● **Goal**
Reproduce all entries word for word.

● **Data extract**
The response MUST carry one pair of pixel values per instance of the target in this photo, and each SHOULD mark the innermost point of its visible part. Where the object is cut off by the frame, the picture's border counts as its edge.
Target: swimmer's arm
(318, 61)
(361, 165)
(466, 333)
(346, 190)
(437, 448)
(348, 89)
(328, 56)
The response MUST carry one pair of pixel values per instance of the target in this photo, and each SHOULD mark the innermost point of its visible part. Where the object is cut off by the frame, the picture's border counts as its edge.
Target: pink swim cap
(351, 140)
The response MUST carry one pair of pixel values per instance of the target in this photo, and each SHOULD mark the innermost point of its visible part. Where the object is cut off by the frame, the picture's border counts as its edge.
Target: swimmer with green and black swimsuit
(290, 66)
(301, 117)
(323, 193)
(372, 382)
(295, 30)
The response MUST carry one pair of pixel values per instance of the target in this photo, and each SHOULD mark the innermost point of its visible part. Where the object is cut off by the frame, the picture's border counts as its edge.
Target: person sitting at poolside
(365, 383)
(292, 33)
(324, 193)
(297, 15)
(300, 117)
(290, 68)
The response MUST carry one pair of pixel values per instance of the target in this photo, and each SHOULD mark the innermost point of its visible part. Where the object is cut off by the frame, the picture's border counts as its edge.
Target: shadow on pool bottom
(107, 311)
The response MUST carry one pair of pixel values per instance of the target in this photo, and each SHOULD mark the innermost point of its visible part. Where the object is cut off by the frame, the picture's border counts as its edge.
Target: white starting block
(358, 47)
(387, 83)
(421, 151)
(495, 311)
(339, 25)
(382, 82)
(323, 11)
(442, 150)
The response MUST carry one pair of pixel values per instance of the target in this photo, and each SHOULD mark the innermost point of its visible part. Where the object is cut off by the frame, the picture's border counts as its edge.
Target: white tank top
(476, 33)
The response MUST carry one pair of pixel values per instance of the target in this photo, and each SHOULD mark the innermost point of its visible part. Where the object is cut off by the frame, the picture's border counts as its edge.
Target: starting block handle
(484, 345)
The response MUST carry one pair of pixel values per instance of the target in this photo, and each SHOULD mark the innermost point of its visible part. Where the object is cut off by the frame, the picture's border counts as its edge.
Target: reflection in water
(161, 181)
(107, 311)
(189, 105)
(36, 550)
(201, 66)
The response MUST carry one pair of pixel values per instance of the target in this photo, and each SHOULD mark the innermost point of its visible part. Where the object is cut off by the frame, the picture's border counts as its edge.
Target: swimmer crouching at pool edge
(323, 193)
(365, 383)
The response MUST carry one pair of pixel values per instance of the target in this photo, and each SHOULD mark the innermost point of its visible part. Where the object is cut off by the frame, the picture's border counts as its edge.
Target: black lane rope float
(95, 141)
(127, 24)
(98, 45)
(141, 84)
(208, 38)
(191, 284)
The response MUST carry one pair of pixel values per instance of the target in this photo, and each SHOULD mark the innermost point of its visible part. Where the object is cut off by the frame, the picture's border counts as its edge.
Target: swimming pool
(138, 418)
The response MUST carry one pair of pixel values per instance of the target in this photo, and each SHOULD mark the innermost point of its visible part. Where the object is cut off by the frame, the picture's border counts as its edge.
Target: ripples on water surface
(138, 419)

● **Output for this task**
The response MUST carry one pair of pixel values per instance of the target in this photo, and each SHOULD mark the innermost point of its visible part. Where the object is cut off by the frame, the picture's border counts as its edge.
Target: swimmer's arm
(318, 61)
(361, 165)
(466, 333)
(346, 190)
(437, 448)
(348, 89)
(328, 56)
The response MUST carry one pair of pixel values per instance of the target in this photo, and each SHOULD mark the innermost point of its visible part. Where the object is cut off by the frame, the picture's border counts as its edge.
Target: pink swim cap
(351, 140)
The response MUST carry one pair of pixel values per instance of the target in this photo, and each SHOULD mark the innermost point of its visible part. Where the object is cut off by the frame, the picture's border counts as its edge.
Target: swimmer with green and black swimsuit
(290, 66)
(301, 117)
(323, 193)
(372, 382)
(295, 30)
The response MUST carry one pair of pixel values per instance of the target in this photo, and each SHOULD mark the innermost point of its visible part. Where the object is cut off by the frame, the picture's border counts as its edge.
Target: person sitting at poolside
(365, 383)
(292, 33)
(324, 193)
(297, 15)
(300, 117)
(290, 68)
The response MUST carry one pair of pixel values per instance of the target in this photo, and each SHOULD mark the innermost point of its visible part. Where the object is cut off by the frame, the picture's border counts as its edge.
Target: shadow on pool bottom
(107, 311)
The response MUST carry one pair of pixel values per instance of the target in this photo, and each SHOULD mark the innermost point of its visible part. Where the object is cut off by the frame, the picture's border counts as its edge.
Target: white starting block
(358, 47)
(387, 83)
(421, 151)
(495, 311)
(339, 25)
(382, 82)
(323, 11)
(442, 150)
The response MUST carry one pair of pixel values per instance of the target in this photo, and each SHOULD mark the innermost point of its visible part. Where the object is cut off by the frame, the picture's border counts as its edge.
Target: white tank top
(476, 33)
The response MUST carry one pair of pixel values per instance of the target in this photo, and each SHOULD mark the innermost point of its visible part. Where the object is cut off by the frame, the picture's border counts as its edge.
Target: starting block handle
(484, 345)
The response MUST carry one pair of pixel values per instance of the target in this photo, and each SHOULD mark the innermost point of its visible part. Where the object is cut off by the frame, the picture's border counts as its edge.
Target: reflection in water
(161, 181)
(107, 311)
(189, 105)
(36, 550)
(201, 66)
The response MUST carry one pair of pixel values per instance of the target in this photo, and each SHOULD mark the innermost point of its visible part. Where the object is cut off by the frame, the picture's border counts as its edge.
Target: swimmer crouching at pool edge
(323, 193)
(365, 383)
The response MUST carry one pair of pixel values per instance of the target in this photo, and each SHOULD mark the innermost point of its visible part. Where the object is cut off by the frame, the picture's border counts as its edge.
Target: black lane rope float
(95, 141)
(127, 24)
(98, 45)
(141, 84)
(208, 38)
(191, 284)
The response MUST carry one pair of pixel values per instance of the target in this photo, and each SHOULD mark the innermost point of its visible part. Where the object is cut off by the frame, the picture's border counts as its edge.
Target: swimming pool
(138, 418)
The response MUST carry one pair of pixel values per instance of the target in this photo, and each SHOULD mark the innermost point of its visible part. Where the object is cut off by the frame, the picture's border counts as its edge.
Target: ripples on water surface
(138, 419)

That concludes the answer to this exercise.